Return the entries below word for word; no images should appear in the copy.

==============================

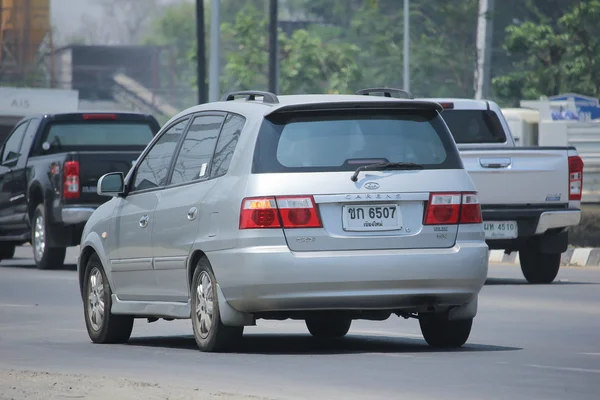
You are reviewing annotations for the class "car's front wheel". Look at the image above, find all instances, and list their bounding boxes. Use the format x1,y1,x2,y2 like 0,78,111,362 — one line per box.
191,257,243,352
305,316,352,338
419,313,472,348
83,253,134,343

==============================

> Completed exercise
You are reviewing annotations for the class "car's front wheel". Look at the image above, find all instances, and list their bounding boxes. Use the format x1,y1,x2,y2 like 0,78,111,362 — one line per box.
191,257,243,352
305,316,352,338
419,313,472,348
83,253,134,343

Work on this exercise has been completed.